**PROMPT:**
List every line of the following records that contains the word "field".

[Records of labeled points]
------------------------------------

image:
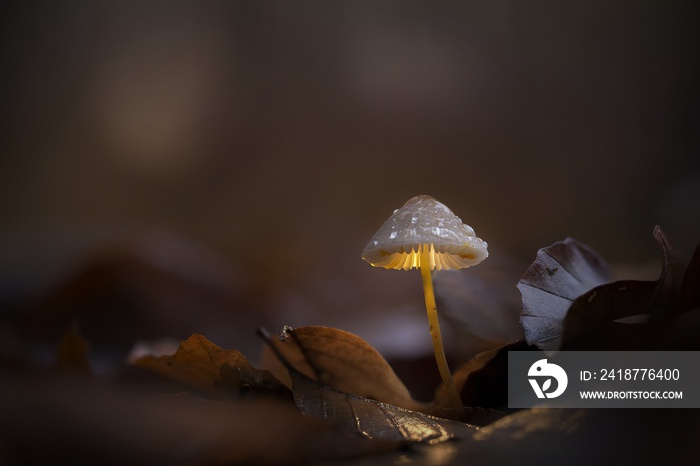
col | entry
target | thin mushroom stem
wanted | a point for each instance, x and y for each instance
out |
(431, 307)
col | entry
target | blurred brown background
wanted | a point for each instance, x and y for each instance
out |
(255, 147)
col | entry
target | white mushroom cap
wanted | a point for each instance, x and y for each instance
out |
(425, 225)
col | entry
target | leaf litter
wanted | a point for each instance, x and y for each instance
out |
(341, 399)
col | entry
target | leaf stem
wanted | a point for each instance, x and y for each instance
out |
(431, 307)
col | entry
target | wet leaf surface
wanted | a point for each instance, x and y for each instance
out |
(371, 418)
(360, 415)
(346, 362)
(201, 364)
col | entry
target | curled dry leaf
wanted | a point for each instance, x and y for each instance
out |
(201, 364)
(367, 417)
(72, 352)
(561, 273)
(657, 300)
(346, 362)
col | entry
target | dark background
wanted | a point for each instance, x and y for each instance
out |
(253, 148)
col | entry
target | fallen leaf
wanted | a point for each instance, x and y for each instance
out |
(371, 418)
(561, 273)
(201, 364)
(480, 305)
(483, 385)
(344, 361)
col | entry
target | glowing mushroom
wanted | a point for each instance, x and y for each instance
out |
(425, 234)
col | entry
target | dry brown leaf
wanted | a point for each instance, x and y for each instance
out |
(346, 362)
(201, 364)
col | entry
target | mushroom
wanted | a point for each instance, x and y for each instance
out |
(425, 234)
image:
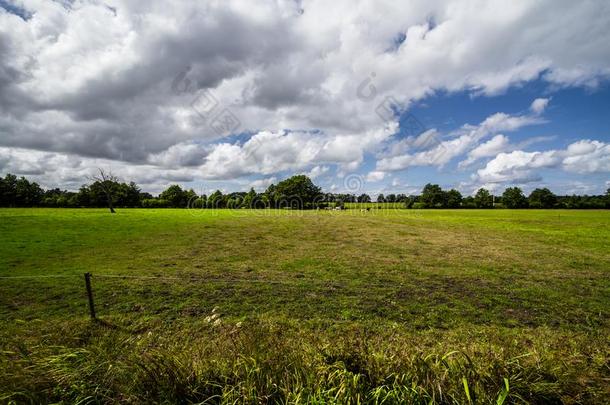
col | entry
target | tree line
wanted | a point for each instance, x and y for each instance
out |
(297, 192)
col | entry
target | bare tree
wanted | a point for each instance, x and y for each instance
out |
(106, 181)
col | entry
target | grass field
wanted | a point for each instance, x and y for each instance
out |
(394, 306)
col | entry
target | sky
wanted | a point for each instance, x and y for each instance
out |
(362, 96)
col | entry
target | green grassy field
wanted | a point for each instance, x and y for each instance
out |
(393, 306)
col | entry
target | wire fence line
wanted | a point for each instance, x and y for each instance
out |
(299, 281)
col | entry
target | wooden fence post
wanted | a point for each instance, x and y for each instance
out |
(90, 295)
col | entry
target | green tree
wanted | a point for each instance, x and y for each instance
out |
(542, 198)
(513, 197)
(453, 199)
(297, 192)
(483, 199)
(249, 199)
(175, 196)
(364, 198)
(432, 196)
(216, 200)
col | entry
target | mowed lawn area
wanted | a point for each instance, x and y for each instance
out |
(241, 306)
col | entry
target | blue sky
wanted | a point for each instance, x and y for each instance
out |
(227, 95)
(572, 114)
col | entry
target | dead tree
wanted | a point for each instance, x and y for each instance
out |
(106, 181)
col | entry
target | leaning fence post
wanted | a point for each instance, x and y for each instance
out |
(90, 294)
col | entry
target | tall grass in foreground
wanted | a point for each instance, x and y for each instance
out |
(265, 362)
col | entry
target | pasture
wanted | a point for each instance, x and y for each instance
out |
(242, 306)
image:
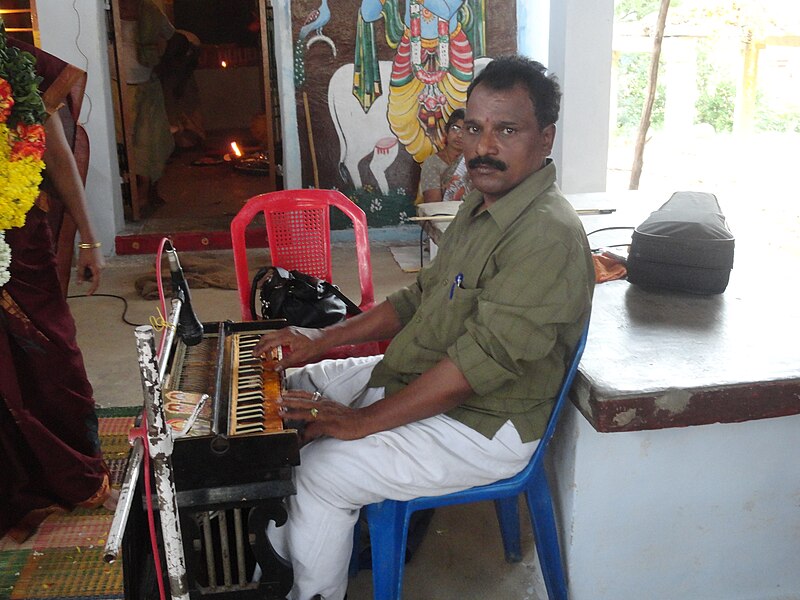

------------------------------------

**ANSWER IN FULL:**
target | grass field
target | green grassy field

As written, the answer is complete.